**WHAT IS ASKED:**
1. Which Indenture section numbers are cited in the passage on the New Senior Notes? Give each number once.
2. In the passage on the New Senior Notes, how long after becoming due must money paid to a Paying Agent go unclaimed before it is repaid to the Company?
3. Carry on the passage on the New Senior Notes from where it stops.

**DOCUMENT SECTION:**
Form, Exchange, Registration and Transfer
New Senior Notes in definitive form will be issued only as
registered Notes without coupons in denominations of $25 and in
integral multiples thereof authorized by the Company. New Senior
Notes may be presented for registration of transfer (with the
form of transfer endorsed thereon duly executed) or exchange, at
the office of the Security Registrar, without service charge and
upon payment of any taxes and other governmental charges as
described in the Indenture. Such transfer or exchange will be
effected upon the Company or the Security Registrar being
satisfied with the documents of title and identity of the person
making the request. The Company has appointed the Trustee as
Security Registrar with respect to New Senior Notes. The Company
may change the place for registration of transfer and exchange of
the New Senior Notes and may designate one or more additional
places for such registration and exchange. (Sections 2.05 and
4.02).
The Company shall not be required to (i) issue, register the
transfer of or exchange any New Senior Note during a period
beginning at the opening of business 15 days before the day of
the mailing of a notice of redemption of less than all the
outstanding New Senior Notes and ending at the close of business
on the day of such mailing or (ii) register the transfer of or
exchange any New Senior Notes or portions thereof called for
redemption in whole or in part. (Section 2.05).
Payment and Paying Agents
Payment of principal of and premium, if any, on any New
Senior Note will be made only against surrender to the Paying
Agent of such New Senior Note. Principal of and any premium and
interest on New Senior Note will be payable at the office of such
Paying Agent or Paying Agents as the Company may designate from
time to time, except that at the option of the Company payment of
any interest may be made by check mailed to the address of the
person entitled thereto as such address shall appear in the
Security Register with respect to such New Senior Note.
The Trustee initially will act as Paying Agent with respect
to New Senior Notes. The Company may at any time designate
additional Paying Agents or rescind the designation of any Paying
Agents or approve a change in the office through which any Paying
Agent acts. (Sections 4.02 and 4.03).
All moneys paid by the Company to a Paying Agent for the
payment of the principal of and premium, if any, or interest, if
any, on any New Senior Notes that remain unclaimed at the end of
two years after such principal, premium, if any, or interest
shall have become due and payable, subject to applicable law,
will be repaid to the Company and the holder of such New Senior
Note will thereafter look only to the Company for payment
thereof. (Section 11.04).
Book-Entry Notes
Except under the circumstances described below, the New
Senior Notes will be issued in whole or in part in the form of
one or more Global Notes that will be deposited with, or on
behalf of, The Depository Trust Company, New York, New York
("DTC"), or such other depository as may be subsequently
designated (the "Depository"), and registered in the name of a
nominee of the Depository.
Book-Entry Notes represented by a Global Note will not be
exchangeable for certificated notes and, except under the
circumstances described below, will not otherwise be issuable as
certificated notes.

**RECORD SET:**
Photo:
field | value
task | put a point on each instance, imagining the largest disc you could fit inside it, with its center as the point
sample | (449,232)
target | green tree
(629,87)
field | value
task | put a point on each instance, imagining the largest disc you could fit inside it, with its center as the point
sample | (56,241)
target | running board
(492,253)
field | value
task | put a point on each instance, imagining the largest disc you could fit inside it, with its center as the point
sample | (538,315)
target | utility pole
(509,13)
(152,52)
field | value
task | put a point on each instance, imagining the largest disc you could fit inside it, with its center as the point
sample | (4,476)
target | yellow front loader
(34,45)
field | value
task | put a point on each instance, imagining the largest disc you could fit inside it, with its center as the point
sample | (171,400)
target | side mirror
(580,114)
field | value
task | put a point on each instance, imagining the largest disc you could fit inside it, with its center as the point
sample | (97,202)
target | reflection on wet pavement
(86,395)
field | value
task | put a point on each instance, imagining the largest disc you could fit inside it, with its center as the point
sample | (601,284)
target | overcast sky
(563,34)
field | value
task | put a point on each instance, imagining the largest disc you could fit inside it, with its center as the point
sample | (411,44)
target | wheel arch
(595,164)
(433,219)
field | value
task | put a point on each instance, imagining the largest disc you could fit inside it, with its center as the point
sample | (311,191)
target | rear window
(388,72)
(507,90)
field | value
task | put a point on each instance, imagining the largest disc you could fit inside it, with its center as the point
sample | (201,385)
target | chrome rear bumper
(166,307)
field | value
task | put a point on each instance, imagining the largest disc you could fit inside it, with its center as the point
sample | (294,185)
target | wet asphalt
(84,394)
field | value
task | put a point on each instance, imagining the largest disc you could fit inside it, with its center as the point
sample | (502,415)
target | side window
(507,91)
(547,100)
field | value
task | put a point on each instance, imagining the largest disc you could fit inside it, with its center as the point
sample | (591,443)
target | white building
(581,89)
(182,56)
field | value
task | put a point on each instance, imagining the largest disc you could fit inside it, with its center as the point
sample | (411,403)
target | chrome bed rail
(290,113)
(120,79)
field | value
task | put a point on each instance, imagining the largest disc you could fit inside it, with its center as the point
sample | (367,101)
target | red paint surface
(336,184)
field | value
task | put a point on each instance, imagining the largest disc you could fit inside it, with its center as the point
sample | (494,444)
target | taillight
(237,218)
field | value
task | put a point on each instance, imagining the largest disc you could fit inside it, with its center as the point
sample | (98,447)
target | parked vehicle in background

**RESPONSES IN ORDER:**
1. Sections 2.05, 4.02, 4.03 and 11.04.

2. Two years after the principal, premium or interest became due and payable.

3.
So long as the Depository, or its nominee, is the registered
owner of a Global Note, such Depository or such nominee, as the
case may be, will be considered the sole owner of the individual
Book-Entry Notes represented by such Global Note for all purposes
under the Indenture. Payments of principal of and premium, if
any, and any interest on individual Book-Entry Notes represented
by a Global Note will be made to the Depository or its nominee,
as the case may be, as the owner of such Global Note. Except as
set forth below, owners of beneficial interests in a Global Note
will not be entitled to have any of the individual Book-Entry
Notes represented by such Global Note registered in their names,
will not receive or be entitled to receive physical delivery of
any such Book-Entry Note and will not be considered the owners
thereof under the Indenture, including, without limitation, for
purposes of consenting to any amendment thereof or supplement
thereto.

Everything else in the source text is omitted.